* [WRITTEN PROBLEM]:
Reproduce the line that holds "of the dead" together with all the lines after it up to the end of the entries.

-- Begin DATA ENTRIES --

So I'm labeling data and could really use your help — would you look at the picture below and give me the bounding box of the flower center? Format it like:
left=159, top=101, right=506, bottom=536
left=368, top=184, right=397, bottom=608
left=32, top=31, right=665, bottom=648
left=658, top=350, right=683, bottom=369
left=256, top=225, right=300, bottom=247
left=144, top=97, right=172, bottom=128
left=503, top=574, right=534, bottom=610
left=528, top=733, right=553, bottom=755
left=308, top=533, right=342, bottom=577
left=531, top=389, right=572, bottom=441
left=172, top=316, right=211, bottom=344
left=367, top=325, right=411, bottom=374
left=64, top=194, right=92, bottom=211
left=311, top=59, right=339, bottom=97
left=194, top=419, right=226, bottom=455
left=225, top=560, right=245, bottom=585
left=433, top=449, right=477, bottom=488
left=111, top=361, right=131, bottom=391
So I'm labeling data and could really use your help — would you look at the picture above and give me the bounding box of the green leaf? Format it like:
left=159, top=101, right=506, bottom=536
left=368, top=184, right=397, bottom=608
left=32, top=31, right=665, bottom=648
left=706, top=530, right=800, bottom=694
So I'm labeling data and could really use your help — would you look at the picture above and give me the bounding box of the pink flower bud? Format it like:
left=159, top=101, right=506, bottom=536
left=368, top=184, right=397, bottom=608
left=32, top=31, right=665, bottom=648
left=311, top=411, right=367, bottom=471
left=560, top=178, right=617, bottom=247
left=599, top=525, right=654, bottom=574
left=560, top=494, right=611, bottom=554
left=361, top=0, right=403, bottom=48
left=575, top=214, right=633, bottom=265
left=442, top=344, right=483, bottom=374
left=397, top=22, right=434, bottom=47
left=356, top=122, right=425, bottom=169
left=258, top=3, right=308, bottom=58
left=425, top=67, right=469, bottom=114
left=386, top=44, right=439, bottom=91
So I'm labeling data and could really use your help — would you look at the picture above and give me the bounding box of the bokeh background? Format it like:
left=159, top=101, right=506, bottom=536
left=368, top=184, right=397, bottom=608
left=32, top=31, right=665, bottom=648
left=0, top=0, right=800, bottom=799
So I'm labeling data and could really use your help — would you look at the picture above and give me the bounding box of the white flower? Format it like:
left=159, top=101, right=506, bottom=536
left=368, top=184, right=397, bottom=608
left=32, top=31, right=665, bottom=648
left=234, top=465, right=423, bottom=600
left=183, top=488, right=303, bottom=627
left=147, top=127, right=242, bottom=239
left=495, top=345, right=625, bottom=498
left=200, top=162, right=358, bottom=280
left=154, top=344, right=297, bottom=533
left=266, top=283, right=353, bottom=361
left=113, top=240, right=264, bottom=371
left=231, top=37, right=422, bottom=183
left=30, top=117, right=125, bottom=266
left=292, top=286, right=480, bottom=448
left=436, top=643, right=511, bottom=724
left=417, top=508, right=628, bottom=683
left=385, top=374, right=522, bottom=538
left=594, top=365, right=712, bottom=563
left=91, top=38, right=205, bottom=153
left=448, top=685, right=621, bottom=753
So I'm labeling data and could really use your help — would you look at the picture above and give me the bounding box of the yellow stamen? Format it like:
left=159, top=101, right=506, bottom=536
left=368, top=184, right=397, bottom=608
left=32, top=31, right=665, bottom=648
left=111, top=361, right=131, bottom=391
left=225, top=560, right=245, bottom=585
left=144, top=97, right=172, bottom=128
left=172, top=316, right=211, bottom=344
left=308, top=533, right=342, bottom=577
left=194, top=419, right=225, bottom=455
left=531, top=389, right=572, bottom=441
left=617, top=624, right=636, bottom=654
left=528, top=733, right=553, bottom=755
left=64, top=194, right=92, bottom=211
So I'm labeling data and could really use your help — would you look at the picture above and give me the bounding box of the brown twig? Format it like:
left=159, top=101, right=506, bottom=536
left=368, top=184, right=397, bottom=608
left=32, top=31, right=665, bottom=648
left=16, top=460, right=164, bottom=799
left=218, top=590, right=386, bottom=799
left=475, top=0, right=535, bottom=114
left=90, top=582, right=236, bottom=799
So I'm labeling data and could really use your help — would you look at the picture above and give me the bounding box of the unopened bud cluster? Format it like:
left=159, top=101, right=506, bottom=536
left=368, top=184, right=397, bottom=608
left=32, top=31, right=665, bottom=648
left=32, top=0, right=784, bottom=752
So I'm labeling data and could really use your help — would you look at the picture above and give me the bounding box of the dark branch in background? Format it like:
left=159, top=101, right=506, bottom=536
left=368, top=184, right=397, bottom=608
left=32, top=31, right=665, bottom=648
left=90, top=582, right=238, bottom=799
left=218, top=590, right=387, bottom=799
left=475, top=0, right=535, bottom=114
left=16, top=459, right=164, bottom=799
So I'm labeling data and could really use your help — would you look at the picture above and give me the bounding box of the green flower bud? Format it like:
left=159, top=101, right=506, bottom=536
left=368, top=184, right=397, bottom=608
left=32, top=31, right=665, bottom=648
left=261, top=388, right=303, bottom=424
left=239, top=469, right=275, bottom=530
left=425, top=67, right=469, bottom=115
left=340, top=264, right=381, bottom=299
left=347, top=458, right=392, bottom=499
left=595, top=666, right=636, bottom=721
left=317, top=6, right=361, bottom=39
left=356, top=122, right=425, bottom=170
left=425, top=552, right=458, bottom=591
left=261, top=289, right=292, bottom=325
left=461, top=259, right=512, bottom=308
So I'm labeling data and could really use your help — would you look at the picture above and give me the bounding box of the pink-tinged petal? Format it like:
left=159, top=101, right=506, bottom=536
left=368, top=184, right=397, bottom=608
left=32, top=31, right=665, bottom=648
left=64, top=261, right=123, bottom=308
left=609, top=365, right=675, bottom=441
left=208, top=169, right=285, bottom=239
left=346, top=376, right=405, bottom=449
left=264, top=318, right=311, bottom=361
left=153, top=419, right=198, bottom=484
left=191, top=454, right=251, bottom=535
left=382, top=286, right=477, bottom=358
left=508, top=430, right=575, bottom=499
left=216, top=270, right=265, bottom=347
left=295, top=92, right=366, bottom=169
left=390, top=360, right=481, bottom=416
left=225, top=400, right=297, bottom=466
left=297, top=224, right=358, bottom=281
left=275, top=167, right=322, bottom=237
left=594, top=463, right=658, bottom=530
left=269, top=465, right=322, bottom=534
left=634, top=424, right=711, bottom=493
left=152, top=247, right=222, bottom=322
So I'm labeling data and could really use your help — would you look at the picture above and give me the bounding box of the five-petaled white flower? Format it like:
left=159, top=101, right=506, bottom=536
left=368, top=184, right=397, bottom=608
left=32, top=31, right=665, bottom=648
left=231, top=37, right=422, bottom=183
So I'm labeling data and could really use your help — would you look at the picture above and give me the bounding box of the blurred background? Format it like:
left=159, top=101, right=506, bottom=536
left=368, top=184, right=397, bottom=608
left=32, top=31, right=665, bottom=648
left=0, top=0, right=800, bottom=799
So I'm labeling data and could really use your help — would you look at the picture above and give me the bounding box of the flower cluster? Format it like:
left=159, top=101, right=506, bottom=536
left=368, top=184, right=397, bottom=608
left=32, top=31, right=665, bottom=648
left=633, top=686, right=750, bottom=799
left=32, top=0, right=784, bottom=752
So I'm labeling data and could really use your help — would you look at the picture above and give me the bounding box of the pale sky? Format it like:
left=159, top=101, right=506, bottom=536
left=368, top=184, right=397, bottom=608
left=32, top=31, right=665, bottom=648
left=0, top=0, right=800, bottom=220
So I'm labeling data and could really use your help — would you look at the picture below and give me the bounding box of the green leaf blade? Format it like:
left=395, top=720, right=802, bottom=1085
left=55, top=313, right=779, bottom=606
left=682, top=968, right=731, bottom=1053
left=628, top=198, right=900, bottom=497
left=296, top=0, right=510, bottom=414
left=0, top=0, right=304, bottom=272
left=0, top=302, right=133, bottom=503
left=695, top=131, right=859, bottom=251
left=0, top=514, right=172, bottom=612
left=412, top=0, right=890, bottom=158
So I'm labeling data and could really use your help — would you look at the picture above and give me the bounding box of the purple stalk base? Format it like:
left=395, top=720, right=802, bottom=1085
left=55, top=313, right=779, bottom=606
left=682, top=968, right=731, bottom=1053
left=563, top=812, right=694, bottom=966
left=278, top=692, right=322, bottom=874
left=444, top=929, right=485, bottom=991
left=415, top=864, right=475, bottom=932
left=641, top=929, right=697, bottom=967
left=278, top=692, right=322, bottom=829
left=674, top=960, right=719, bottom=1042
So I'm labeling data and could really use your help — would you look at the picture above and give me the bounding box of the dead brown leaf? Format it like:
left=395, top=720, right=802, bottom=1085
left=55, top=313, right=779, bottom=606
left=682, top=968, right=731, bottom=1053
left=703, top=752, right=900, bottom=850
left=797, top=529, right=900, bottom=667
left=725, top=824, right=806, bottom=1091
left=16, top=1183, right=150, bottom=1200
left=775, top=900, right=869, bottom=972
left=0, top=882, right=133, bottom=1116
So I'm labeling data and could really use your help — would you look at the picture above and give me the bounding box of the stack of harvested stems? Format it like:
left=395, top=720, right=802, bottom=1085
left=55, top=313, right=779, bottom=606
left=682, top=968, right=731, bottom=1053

-- End DATA ENTRIES --

* [WRITTEN ANSWER]:
So I'm labeling data and could really use your help — would you look at the picture above and give me the bounding box of the dead brown leaf? Format it like:
left=395, top=720, right=802, bottom=1085
left=55, top=313, right=779, bottom=606
left=682, top=968, right=731, bottom=1053
left=703, top=752, right=900, bottom=850
left=797, top=529, right=900, bottom=667
left=725, top=824, right=806, bottom=1091
left=16, top=1183, right=150, bottom=1200
left=775, top=900, right=869, bottom=972
left=0, top=882, right=133, bottom=1116
So I'm labeling data and could really use your help — would you look at the picture above and give me the bounding box of the stack of harvested stems? Format it like:
left=395, top=720, right=802, bottom=1085
left=55, top=313, right=779, bottom=606
left=682, top=968, right=731, bottom=1053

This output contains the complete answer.